[Task goal]:
According to the seminar description, in what decade did Developmental Science and Developmental Psychopathology come into prominence?

[Passage provided]:
--------------------------------------------------

Theme

Emerging Developmental Mechanisms in Transdiagnostic Psychopathology among Adolescence

Organizing Committee

We thank the organizing committee –Andrea Hussong (Chair), Enrique Neblett, Mitch Prinstein, Cathi Propper, Eric Youngstrom, Leah Richmond-Rackerd

Description

The application of systems theories to understanding problems of child development, both “normal and abnormal”, gave rise to such dominant and related paradigms as Developmental Science and Developmental Psychopathology that came into prominence in the 1980s. Developmental Psychopathology, in particular, has proven to be a fruitful perspective for understanding etiological mechanisms contributing to the development of maladaptive, symptom, and diagnostic outcomes in adolescents. Yet key stakeholders in conducting and translating research on adolescent psychopathology (e.g., epidemiologists, etiologists, treatment outcome researchers, prevention scientists, policy makers, and a broad array of service providers) continue to display a disconnect in key concepts relevant to developing models for understanding and treating these outcomes. This disconnect includes, for example, understanding, capturing, and tracking what constitutes psychopathology over the course of development; positing and testing complex multi-system theories that balance rather than privilege one level of analysis over another; integrating etiological, process, and treatment models to hasten translation; and incorporating meaningful elements of culture and experiences of societal marginalization. Recent shifts in conceptualizing psychopathology (e.g., the RDOC movement, neurobiological models focused on endophenotypes, transdiagnostic models) are rarely conceived within a developmental or socio-cultural framework, further entrenching this disconnect. Dominant treatment paradigms may emphasize the here-and-now and fail to recognize the value of developmental pathways in advancing treatment protocols; whereas developmental research may focus on poorly defined mechanisms with little translational value. This CCHD seminar series seeks to address such disconnects with a focus on emerging developmental mechanisms for understanding transdiagnostic psychopathology in adolescence.

--------------------------------------------------

Saved entries
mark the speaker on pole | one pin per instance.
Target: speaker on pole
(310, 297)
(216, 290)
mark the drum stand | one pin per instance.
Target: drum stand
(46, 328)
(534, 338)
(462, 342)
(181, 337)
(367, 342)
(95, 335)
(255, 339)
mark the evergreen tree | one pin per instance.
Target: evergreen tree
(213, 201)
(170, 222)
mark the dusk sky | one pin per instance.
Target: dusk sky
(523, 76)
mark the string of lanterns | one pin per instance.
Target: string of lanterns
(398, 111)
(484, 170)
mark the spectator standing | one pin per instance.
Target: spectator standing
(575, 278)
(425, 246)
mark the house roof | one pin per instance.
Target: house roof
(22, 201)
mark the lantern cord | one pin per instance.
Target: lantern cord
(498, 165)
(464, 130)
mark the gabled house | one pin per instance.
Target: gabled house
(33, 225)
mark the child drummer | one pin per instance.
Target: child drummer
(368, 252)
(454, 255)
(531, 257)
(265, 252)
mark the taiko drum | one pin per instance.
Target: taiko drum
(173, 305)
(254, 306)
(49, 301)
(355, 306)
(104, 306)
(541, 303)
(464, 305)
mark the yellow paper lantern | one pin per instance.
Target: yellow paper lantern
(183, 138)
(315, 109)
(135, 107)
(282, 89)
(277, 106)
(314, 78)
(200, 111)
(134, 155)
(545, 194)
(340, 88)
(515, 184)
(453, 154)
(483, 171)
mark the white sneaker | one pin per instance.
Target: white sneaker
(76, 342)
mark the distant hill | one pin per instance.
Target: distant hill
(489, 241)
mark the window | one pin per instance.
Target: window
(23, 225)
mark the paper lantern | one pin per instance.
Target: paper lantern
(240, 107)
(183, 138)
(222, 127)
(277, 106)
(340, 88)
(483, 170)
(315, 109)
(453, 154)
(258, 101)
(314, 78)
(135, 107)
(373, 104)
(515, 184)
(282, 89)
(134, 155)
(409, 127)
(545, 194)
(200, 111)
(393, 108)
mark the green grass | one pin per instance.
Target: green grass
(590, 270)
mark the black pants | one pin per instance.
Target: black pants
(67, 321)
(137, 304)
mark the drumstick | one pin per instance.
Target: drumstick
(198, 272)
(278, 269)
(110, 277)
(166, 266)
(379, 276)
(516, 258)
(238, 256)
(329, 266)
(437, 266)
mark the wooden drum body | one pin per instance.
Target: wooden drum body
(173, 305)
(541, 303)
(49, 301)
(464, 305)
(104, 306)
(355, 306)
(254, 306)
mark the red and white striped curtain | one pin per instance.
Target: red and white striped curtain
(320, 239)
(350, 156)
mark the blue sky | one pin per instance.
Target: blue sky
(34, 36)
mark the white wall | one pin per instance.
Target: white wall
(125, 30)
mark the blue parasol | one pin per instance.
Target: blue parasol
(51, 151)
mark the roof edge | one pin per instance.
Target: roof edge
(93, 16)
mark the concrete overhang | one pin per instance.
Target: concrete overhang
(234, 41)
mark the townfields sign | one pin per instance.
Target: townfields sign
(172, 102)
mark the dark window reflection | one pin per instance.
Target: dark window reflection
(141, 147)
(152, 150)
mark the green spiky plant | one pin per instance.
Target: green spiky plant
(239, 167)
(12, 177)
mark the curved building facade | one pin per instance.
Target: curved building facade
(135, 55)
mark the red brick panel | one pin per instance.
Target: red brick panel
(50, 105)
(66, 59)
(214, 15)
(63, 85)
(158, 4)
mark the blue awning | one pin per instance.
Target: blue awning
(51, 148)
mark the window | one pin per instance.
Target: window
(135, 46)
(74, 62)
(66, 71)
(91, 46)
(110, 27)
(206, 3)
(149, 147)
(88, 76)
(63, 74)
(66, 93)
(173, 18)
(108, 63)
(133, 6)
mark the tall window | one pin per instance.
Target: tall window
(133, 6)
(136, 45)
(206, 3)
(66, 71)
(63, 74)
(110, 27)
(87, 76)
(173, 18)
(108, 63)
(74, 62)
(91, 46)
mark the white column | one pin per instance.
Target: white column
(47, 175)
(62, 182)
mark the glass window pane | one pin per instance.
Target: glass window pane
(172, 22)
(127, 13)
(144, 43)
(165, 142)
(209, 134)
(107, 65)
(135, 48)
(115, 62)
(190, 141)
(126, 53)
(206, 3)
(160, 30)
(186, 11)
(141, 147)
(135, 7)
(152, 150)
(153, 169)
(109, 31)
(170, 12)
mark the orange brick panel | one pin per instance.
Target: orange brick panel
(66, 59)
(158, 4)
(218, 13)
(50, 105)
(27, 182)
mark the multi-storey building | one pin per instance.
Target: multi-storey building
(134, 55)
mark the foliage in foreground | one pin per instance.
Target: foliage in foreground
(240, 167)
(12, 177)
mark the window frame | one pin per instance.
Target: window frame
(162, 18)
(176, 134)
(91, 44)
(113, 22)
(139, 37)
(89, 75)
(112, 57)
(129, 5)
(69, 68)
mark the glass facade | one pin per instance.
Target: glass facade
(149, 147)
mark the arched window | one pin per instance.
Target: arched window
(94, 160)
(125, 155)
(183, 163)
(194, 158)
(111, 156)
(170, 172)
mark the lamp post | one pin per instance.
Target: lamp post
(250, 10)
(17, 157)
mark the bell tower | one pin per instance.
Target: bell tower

--------------------------------------------------

[Written solution]:
The 1980s.